- Extrait
Lorsqu’elles agissent, les banques centrales doivent aussi tenir compte de «lignes rouges»1. Dans la plupart des pays industrialisés, les dettes et les déficits publics ont atteint des niveaux record pendant la crise sanitaire. Une trop forte hausse du coût du capital peut déstabiliser les finances publiques et la politique budgétaire, ce qui n’est pas dans l’intérêt de la politique monétaire. Les responsables de celle-ci ont donc souvent les mains plus liées qu’ils ne sont disposés à l’admettre.

Voici un exemple: les rendements réels actuels des bons du Trésor américain à dix ans s’établissent à -5,25% environ (= rendement nominal moins 7% d’inflation). La dette publique des États-Unis représente actuellement 130% de la performance économique (PIB) et le déficit budgétaire s’élève à quelque 13% du PIB2. Si les rendements réels remontaient à 0%, l’État devrait réduire ses dépenses budgétaires de près de 9% du PIB pour stabiliser son taux d’endettement, sur la base de nos prévisions de croissance de 3,3% pour 2022. Si l’on considère qu’une grande partie des dépenses étatiques (par exemple pour la défense, l’éducation, les retraites ou le service de la dette) sont politiquement «intouchables», on comprend pourquoi les banques centrales doivent surveiller les dettes publiques avec une vigilance croissante.

- Exercices
1. Recopiez le passage de l'extrait en commençant par "Voici un exemple: les" et en allant jusqu'à "une vigilance croissante.", en substituant "santé" à "défense".
2. Quelle prévision de croissance pour 2022 l'extrait retient-il ?

- Données fournies
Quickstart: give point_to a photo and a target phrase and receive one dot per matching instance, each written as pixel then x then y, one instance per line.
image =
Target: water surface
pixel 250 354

- Corrigés
1.
Voici un exemple: les rendements réels actuels des bons du Trésor américain à dix ans s’établissent à -5,25% environ (= rendement nominal moins 7% d’inflation). La dette publique des États-Unis représente actuellement 130% de la performance économique (PIB) et le déficit budgétaire s’élève à quelque 13% du PIB2. Si les rendements réels remontaient à 0%, l’État devrait réduire ses dépenses budgétaires de près de 9% du PIB pour stabiliser son taux d’endettement, sur la base de nos prévisions de croissance de 3,3% pour 2022. Si l’on considère qu’une grande partie des dépenses étatiques (par exemple pour la santé, l’éducation, les retraites ou le service de la dette) sont politiquement «intouchables», on comprend pourquoi les banques centrales doivent surveiller les dettes publiques avec une vigilance croissante.

2. Une croissance de 3,3 %.